Yves Congar: Promotor reformy w Kościele

Przed blisko 20 laty ukazała się w Niemczech książka pod frapującym tytułem: „Gniew z miłości. Wzburzeni mężowie Kościoła".

U Congara stan podniesionego afektu do Rzymu nie ustępował nawet w pierwszej fazie II Soboru Watykańskiego, w którym uczestniczył jako mianowany przez papieża ekspert. W „Soborowych notatkach" wyznaje: „Ku memu zdumieniu zauważam, że Sobór był walką prowadzoną przeciwko Kurii Rzymskiej". Syndrom opozycji nie miał jednak nic wspólnego z przekorą krytykanctwa, ale raczej anielską, pokory pełną cnotą oburzenia na... właśnie: nie na Kościół ani na jego strukturę. Albowiem francuski dominikanin precyzyjnie rozróżniał między strukturą a strukturami, między świętą i nienaruszalną Tradycją a zmiennymi i narosłymi, historycznie uwarunkowanymi tradycjami i zwyczajami ludzkimi. Przyswoił sobie słowa papieża Grzegorza VII: „Chrystus nie powiedział: «Ja jestem zwyczajem», lecz «Ja jestem prawdą». Jakiś zwyczaj może być nie wiem jak stary i zażyły, musi jednak ustąpić prawdzie".

W poczuciu teologicznej roztropności Congar nie mówił nawet o „grzechu Kościoła” (podmiotem grzechu mogą być bowiem tylko osoby, nie instytucja, a już z pewnością nie „święty Kościół”), nie posługiwał się nawet samym słowem „grzech”, ale „uchybienie", „brak”,„błąd" lub „zło". Pisał o „reformie w Kościele", lecz nie o „reformie Kościoła". I nie chodziło tu tylko o kwestię języka, sprawa dotykała samej teologicznej substancji; albowiem „grzech", jako pojęcie biblijne, ma - na ile jest ludzką postawą sprzeciwu - strukturę odwrotnie proporcjonalną w stosunku do „świętości". Pewnie, że późniejszy Kardynał świadomie używał też słowa „reforma" w miejsce „grzech", ponieważ ten sposób mówienia miał na oku szersze kręgi odbiorców i stawał się bardziej czytelny. W ten sposób pragnął również uwrażliwić teologię dogmatyczną i nakłonić ją do dzieła współeliminowania nadużyć i braków w Kościele.

▶ _DANE ROBOCZE_:

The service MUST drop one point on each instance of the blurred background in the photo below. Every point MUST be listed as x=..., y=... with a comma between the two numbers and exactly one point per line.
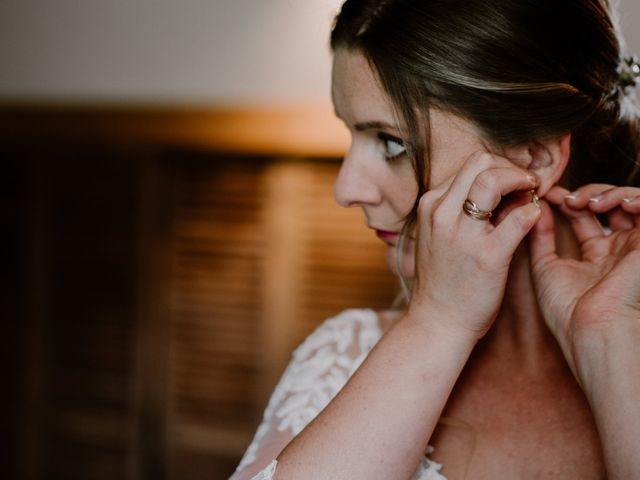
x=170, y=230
* * *
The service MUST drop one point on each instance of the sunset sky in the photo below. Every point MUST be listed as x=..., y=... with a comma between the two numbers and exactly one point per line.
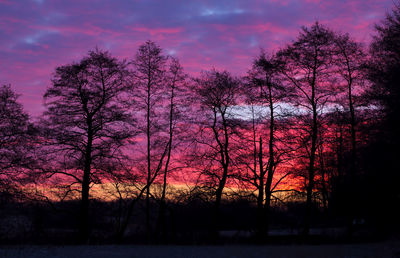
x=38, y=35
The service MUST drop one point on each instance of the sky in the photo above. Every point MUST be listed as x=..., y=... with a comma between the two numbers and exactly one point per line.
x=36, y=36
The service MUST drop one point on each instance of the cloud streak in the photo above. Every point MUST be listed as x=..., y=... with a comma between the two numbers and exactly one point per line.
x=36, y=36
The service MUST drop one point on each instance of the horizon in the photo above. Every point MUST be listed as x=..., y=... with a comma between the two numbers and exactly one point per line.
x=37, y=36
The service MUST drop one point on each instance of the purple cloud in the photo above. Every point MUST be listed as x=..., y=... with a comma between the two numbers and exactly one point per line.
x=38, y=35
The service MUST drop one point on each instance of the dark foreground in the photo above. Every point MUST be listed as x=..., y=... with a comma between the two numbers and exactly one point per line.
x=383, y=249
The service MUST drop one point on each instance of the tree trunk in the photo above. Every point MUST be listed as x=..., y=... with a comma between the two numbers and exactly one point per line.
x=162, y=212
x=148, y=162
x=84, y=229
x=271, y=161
--
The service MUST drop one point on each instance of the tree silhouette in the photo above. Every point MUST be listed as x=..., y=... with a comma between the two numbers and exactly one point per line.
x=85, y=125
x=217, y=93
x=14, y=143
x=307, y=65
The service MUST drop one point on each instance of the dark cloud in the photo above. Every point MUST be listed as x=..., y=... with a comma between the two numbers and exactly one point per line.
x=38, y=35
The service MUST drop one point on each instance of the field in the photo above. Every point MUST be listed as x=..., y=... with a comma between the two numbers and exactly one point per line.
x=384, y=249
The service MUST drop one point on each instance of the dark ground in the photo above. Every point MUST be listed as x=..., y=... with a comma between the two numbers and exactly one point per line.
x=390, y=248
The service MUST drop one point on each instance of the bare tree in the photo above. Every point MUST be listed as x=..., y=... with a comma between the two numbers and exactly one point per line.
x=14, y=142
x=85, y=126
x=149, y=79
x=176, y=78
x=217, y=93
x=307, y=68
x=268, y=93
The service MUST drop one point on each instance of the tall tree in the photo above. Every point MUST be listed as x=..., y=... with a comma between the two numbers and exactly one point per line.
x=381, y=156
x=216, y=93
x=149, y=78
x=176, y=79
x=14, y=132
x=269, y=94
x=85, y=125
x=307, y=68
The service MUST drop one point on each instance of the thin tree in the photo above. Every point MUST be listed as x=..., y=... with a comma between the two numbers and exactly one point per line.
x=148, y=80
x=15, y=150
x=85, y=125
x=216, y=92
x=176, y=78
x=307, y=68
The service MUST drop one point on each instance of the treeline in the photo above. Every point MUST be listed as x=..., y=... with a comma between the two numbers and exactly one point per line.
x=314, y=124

▶ _DO WYKONANIA_:
1: Streść tekst o Yvesie Congarze w dwóch zdaniach.
2: Przeskaluj wpisy znajdujące się między wierszem zawierającym „of the bare” a wierszem zawierającym „x=314, y=124”, włącznie z oboma. Przepisz te wiersze razem z poleceniami, a każdą współrzędną w odpowiedziach pomnóż przez 2,15 i zaokrąglij do liczby całkowitej, połówki w górę.
Tekst i wpisy nie są ze sobą w żaden sposób powiązane.

▶ _ROZWIĄZANIA_:
1: Congar, uczestnik II Soboru Watykańskiego jako ekspert mianowany przez papieża, nie występował przeciw Kościołowi ani jego strukturze, lecz przeciw zmiennym, historycznie uwarunkowanym tradycjom i zwyczajom ludzkim, które odróżniał od świętej i nienaruszalnej Tradycji. Z teologicznej roztropności nie mówił o „grzechu Kościoła”, lecz o „reformie w Kościele”, chcąc w ten sposób nakłonić teologię dogmatyczną do współeliminowania nadużyć i braków w Kościele.

2:
The service MUST drop one point on each instance of the bare tree in the photo above. Every point MUST be listed as x=..., y=... with a comma between the two numbers and exactly one point per line.
x=30, y=305
x=183, y=271
x=320, y=170
x=378, y=168
x=467, y=200
x=660, y=146
x=576, y=200
The service MUST drop one point on each instance of the tall tree in the photo above. Every point MUST be listed as x=..., y=... with a comma between the two numbers and exactly one point per line.
x=819, y=335
x=464, y=200
x=320, y=168
x=378, y=170
x=30, y=284
x=578, y=202
x=183, y=269
x=660, y=146
The service MUST drop one point on each instance of the thin tree in the photo above. Every point MUST be listed as x=..., y=... with a comma between the two numbers and exactly one point per line.
x=318, y=172
x=32, y=323
x=183, y=269
x=464, y=198
x=378, y=168
x=660, y=146
The service MUST drop one point on each instance of the treeline in the photo above. Every point MUST be listed as x=..., y=... with a comma between the two numbers and exactly one point per line.
x=675, y=267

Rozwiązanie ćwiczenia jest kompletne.